>> START Record list
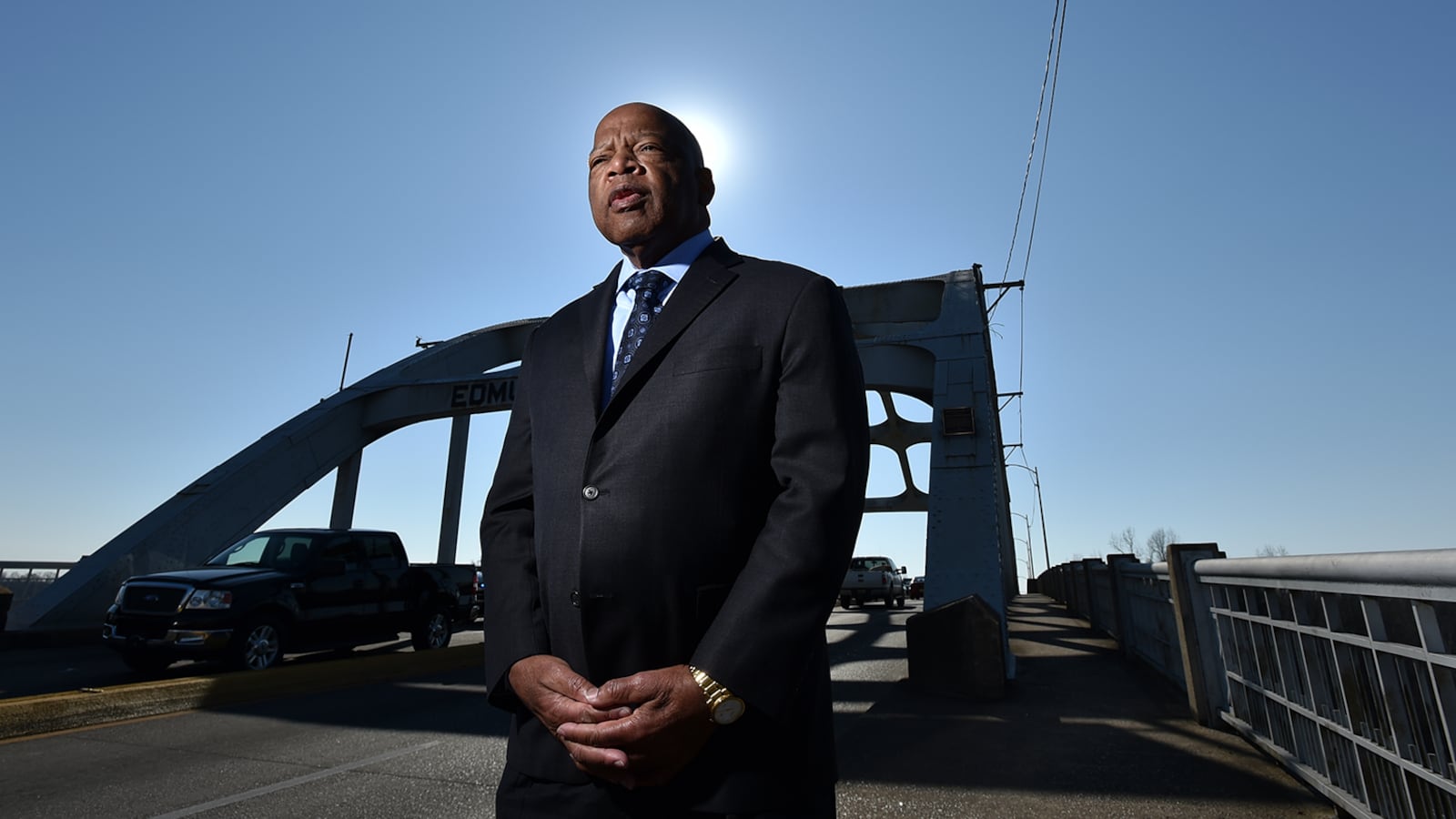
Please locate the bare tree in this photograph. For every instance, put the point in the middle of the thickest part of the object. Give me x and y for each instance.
(1125, 541)
(1158, 542)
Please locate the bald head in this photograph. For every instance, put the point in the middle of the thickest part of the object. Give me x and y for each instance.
(647, 182)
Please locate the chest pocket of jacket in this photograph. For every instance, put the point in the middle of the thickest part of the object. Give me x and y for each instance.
(743, 358)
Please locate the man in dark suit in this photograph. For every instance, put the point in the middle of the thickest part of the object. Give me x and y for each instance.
(674, 508)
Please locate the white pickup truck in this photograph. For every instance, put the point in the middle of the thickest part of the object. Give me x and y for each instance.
(873, 579)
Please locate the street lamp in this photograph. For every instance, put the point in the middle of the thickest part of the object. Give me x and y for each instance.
(1031, 566)
(1041, 511)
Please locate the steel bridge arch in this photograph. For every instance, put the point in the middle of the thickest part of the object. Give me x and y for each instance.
(925, 339)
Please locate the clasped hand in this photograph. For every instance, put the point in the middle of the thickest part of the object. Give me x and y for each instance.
(635, 731)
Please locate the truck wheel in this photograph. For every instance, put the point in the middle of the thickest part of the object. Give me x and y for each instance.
(146, 663)
(257, 646)
(433, 632)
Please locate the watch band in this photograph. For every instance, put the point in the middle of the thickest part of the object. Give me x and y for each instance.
(723, 707)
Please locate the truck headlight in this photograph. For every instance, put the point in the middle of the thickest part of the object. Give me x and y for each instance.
(210, 599)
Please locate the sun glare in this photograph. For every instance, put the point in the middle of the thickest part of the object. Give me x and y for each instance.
(713, 138)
>> END Record list
## Task prompt
Can you pull out every line above, word for word, and leave out the picture?

## Task solution
Please locate the bare tree in this photograph. For every instance, put the point in the middle of the thickest part of the object. Give me x and y for each instance.
(1125, 541)
(1158, 542)
Please locate the bald head in this photograph. For every instance, put the point in the middle of the thickest part of the object. Give me x and y for each instance.
(647, 182)
Please locate the chest pocket of jacket in this photograph. For every instance, put the point in the middle of the thickest part of the object. Give me x and y for each instance.
(743, 358)
Please locate the man in dark suit in this photograph. For every instance, put the point in the middle of the thickest part of the object. Give me x and y for each instance.
(674, 508)
Please locate the white pickup truck in this photograph. For every instance, put the point in the middle of the thickest part of the object. Give me x and y for each instance.
(873, 579)
Please locate the street lamp in this photograph. For every instance, put the point in the middle of the thickest part of the object. Give me x and y for each instance.
(1031, 566)
(1041, 511)
Please locate the steel bridge arch in this photograph. For every instance, put the point in the middle of the thickest part of the object. Give me x and y for each instance.
(925, 339)
Please locate the clasped hand in this photograph. For every instance, put the point in the middle of the thickest part of the object. Give me x and y for each instance.
(635, 731)
Please locate the truck wheel in this photograph. For every instance, put the point in the middle of the thickest part of the object. Give me x and y for each instance.
(146, 663)
(257, 646)
(433, 632)
Please locate the watch band in this photograph. For every instance, put the point in the middle of the thickest part of the object. Give me x and y for each instance.
(723, 707)
Please locate the truck headlight in this photograph. For every instance, put the point in the middle of the thickest part of the object. Give me x and y for each instance.
(210, 599)
Please locate the sun glare in this photograph. For every instance, put the point in the middle of the thickest part of the object. Give me x and y for each instance.
(713, 138)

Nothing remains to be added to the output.